**Document section:**

++++

The Politics of Limits

The federal debt is already $35 trillion and currently rising by roughly $2 trillion every year – with no end in sight. As a result, some investors are worried that the US could become a 21st Century version of Argentina: completely bankrupt and unable to pay the bills.

We don’t think that’s going to happen. It’s not that the national debt doesn’t matter, it does matter. Instead, it’s because the recent surge in the interest on the national debt is going to have big effects on government policy.

The best way to measure the manageability of the national debt is not the top-line debt number, $35 trillion in the case of the US. Instead, it’s the net interest cost of that debt relative to GDP. Think about it like a national mortgage payment relative to national income.

++++

**Entries supplied:**

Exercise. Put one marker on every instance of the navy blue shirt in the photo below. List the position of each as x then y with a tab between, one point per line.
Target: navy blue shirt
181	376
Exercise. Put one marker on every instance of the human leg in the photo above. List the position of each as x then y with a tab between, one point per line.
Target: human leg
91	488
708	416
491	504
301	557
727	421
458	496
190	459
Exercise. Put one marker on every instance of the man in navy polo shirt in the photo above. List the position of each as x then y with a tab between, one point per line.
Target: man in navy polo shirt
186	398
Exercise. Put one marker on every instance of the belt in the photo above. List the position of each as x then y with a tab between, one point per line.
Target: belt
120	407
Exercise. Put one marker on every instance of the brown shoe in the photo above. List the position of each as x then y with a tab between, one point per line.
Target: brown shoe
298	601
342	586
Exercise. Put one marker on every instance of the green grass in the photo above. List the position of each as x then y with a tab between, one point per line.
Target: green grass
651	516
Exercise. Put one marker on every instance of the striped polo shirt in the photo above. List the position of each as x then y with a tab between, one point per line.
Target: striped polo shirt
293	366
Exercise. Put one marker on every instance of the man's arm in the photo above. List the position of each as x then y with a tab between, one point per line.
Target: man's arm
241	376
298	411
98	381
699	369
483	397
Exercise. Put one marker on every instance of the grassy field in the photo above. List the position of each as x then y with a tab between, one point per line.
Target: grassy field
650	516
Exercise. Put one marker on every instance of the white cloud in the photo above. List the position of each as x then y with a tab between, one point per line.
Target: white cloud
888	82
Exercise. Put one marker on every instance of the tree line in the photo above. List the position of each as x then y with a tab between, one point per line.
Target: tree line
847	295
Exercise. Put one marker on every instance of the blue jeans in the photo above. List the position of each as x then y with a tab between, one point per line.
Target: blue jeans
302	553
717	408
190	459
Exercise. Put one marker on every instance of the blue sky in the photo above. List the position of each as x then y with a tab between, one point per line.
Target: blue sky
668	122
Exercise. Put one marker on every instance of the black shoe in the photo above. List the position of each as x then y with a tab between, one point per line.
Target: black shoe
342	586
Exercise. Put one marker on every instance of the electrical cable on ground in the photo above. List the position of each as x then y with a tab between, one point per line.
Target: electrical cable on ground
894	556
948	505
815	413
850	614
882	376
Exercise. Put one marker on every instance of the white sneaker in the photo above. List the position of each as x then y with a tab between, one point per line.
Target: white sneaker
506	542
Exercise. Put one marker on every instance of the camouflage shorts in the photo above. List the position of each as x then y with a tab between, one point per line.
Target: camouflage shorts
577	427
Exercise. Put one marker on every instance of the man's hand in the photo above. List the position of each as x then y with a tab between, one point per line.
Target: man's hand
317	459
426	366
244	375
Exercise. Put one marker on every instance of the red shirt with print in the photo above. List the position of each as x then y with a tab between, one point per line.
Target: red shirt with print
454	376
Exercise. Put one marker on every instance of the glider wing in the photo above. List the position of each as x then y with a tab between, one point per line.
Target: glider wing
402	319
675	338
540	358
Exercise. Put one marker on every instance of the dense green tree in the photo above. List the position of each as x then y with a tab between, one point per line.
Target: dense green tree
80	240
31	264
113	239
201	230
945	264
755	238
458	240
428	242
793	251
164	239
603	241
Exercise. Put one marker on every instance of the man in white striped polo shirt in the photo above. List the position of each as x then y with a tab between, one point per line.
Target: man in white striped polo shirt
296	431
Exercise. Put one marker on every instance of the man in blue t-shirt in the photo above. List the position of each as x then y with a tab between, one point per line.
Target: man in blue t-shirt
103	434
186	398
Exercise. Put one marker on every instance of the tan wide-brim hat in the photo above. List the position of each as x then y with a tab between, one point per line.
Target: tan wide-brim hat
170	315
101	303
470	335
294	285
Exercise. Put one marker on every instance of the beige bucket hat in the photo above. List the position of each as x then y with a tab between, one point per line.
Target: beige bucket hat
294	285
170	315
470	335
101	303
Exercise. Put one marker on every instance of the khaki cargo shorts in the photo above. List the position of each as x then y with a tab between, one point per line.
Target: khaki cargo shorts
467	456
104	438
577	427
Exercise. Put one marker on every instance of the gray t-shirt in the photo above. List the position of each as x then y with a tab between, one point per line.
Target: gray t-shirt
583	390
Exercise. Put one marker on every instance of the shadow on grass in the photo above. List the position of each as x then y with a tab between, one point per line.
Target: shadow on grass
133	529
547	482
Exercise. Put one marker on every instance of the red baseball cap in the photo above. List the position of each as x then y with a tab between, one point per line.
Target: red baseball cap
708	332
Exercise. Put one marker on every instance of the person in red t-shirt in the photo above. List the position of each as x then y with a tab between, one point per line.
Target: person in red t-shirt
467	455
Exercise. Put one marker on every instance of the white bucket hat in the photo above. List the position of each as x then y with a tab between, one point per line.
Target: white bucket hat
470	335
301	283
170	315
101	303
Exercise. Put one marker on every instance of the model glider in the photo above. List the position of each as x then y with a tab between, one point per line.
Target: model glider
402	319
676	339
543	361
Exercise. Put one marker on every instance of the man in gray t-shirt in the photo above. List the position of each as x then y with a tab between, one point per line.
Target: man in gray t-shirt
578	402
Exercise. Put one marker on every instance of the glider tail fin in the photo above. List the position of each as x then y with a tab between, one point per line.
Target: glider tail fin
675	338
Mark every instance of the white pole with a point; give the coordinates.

++++

**Description of the task:** Print, word for word, the part of the national debt passage that opens with the words containing "The Politics of" and closes with "pay the bills.".

**Your solution:**
The Politics of Limits

The federal debt is already $35 trillion and currently rising by roughly $2 trillion every year – with no end in sight. As a result, some investors are worried that the US could become a 21st Century version of Argentina: completely bankrupt and unable to pay the bills.